■ Entries taken from a collection
· · · · · · ·

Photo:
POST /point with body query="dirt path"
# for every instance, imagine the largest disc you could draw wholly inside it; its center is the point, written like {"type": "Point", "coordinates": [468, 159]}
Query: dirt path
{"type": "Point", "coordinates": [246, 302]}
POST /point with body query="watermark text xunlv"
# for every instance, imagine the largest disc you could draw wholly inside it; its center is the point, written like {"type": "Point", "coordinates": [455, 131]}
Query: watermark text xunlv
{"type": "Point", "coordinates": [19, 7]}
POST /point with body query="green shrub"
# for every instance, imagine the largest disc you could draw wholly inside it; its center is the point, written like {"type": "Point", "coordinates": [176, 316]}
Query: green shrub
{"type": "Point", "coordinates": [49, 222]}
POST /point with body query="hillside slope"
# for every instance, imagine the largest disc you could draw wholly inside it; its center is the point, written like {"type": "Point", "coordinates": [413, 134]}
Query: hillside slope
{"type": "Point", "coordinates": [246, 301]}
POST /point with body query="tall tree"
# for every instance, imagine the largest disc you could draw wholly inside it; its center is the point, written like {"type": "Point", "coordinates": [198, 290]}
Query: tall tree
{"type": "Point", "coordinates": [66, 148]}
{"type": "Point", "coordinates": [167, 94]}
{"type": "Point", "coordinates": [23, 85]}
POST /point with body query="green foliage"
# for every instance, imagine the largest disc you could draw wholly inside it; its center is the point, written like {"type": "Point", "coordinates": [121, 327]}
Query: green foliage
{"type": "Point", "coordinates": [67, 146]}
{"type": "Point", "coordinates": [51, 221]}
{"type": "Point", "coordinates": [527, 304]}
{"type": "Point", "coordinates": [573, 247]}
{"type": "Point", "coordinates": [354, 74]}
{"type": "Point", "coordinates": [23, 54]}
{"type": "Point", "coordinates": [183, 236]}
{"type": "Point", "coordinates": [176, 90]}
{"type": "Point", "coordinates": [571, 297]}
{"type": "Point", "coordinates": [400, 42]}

· · · · · · ·

■ About this task
Within the records above, tally the lines that contain "like". Give the total and nothing more.

■ Result of the exercise
6